Where a line in the records below includes "yellow", pull that line out.

(DATA SECTION)

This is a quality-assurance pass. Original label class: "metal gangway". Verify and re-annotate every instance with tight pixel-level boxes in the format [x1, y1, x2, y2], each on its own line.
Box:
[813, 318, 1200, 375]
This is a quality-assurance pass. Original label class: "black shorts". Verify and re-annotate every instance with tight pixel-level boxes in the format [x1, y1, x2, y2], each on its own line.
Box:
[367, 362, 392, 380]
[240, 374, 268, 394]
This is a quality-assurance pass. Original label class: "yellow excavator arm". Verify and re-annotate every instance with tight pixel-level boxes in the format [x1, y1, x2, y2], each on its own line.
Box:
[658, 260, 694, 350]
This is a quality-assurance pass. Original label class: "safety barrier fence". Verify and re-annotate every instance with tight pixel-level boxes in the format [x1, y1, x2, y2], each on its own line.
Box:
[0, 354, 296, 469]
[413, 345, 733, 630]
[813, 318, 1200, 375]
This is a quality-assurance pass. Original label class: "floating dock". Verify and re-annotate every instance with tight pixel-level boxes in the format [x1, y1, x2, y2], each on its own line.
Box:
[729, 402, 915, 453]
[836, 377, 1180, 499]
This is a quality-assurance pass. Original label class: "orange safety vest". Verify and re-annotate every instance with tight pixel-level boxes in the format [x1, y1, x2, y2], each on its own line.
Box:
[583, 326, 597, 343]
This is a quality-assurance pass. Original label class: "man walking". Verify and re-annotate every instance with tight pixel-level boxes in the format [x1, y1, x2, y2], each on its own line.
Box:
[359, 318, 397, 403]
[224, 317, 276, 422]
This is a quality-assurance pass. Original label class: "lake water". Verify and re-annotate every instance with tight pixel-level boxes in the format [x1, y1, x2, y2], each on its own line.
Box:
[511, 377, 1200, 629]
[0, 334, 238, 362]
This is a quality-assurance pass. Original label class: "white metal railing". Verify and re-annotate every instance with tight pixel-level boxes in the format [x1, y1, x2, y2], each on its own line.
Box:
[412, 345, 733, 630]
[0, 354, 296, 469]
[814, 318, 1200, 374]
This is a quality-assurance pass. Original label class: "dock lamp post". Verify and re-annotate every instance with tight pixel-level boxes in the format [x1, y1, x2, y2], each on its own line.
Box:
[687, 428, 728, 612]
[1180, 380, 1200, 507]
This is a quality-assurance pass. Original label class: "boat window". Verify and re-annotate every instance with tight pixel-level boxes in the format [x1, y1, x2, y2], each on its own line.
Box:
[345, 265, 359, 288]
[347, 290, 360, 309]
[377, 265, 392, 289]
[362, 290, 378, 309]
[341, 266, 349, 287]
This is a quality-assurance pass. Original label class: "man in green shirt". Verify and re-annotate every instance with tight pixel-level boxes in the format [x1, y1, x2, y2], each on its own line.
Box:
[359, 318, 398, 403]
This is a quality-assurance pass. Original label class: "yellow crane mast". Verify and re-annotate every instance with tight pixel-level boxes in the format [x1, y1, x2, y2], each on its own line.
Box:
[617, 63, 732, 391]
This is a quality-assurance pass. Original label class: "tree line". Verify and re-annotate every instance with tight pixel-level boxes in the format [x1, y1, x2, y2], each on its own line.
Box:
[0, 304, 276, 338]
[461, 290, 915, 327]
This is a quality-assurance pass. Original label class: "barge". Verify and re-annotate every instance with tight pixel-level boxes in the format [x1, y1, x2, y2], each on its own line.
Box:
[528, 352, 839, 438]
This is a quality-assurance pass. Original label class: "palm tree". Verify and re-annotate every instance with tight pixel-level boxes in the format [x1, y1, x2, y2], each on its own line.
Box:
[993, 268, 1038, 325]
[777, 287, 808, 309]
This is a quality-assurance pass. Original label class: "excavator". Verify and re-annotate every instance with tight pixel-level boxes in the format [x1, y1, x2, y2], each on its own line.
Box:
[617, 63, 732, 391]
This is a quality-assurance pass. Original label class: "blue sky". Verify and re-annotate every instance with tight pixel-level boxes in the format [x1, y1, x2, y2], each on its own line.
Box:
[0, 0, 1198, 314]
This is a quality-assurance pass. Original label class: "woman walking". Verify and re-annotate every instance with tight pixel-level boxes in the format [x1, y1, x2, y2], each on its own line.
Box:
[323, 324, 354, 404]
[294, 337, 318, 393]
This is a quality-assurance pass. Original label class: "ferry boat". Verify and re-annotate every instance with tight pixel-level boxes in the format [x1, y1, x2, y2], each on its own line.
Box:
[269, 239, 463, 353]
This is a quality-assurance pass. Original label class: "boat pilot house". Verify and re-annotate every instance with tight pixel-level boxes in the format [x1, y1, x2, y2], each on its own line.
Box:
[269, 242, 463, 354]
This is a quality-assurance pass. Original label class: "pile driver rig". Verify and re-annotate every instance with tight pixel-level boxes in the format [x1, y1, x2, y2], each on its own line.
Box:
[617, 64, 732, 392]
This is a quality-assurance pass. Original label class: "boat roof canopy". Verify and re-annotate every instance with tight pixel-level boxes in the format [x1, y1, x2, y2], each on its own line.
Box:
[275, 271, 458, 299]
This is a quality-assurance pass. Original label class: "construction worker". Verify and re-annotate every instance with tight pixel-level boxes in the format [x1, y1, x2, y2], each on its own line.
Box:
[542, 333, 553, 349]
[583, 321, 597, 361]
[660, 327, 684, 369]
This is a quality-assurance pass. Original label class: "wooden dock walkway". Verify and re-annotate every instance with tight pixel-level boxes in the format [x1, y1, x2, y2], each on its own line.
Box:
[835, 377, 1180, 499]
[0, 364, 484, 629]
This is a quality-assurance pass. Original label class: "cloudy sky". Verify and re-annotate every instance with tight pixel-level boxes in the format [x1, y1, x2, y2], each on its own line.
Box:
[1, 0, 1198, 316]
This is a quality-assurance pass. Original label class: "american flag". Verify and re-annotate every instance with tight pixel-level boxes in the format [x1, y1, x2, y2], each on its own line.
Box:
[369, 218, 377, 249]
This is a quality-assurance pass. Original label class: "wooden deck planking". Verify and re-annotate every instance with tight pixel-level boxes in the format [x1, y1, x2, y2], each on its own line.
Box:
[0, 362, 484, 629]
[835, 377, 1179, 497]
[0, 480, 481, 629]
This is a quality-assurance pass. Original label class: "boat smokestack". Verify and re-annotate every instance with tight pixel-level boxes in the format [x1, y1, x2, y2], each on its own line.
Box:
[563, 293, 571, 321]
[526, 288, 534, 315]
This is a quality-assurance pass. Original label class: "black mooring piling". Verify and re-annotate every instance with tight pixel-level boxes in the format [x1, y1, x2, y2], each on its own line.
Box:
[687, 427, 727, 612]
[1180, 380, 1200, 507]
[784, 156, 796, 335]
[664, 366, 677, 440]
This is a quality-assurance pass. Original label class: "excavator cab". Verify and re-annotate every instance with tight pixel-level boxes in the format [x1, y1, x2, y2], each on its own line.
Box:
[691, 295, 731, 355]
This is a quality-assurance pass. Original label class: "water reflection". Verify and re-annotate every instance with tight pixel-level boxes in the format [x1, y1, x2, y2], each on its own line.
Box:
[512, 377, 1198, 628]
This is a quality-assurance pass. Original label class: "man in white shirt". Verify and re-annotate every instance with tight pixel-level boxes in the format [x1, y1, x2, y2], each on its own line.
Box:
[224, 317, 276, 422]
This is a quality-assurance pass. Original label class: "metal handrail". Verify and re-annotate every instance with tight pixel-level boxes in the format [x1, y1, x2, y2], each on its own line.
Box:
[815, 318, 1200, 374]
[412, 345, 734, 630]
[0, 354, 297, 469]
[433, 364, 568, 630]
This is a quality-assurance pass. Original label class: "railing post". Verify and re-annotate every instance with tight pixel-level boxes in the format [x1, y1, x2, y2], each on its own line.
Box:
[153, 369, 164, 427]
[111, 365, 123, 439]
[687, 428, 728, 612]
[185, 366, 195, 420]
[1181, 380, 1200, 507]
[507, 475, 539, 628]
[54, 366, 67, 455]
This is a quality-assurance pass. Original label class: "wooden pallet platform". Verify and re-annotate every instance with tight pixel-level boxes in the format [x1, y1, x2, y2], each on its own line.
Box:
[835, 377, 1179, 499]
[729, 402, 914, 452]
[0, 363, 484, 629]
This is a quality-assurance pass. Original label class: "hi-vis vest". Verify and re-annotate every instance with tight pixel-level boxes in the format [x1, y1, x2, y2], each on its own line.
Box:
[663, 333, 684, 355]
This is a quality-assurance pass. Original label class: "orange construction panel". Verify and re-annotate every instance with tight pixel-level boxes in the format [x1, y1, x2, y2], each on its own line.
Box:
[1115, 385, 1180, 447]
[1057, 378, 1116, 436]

(End DATA SECTION)

§ TASK RESULT
This is a quality-assurance pass. Original label class: "yellow excavator arm". Verify and re-annotate every instance with tight pixel-level boxes in the format [x1, y1, x2, y2], each on its own line.
This is a quality-assurance pass. Original label class: "yellow crane mast". Verify and re-annotate every instance with tight pixel-level boxes in the format [x1, y1, x2, y2], each on its own line.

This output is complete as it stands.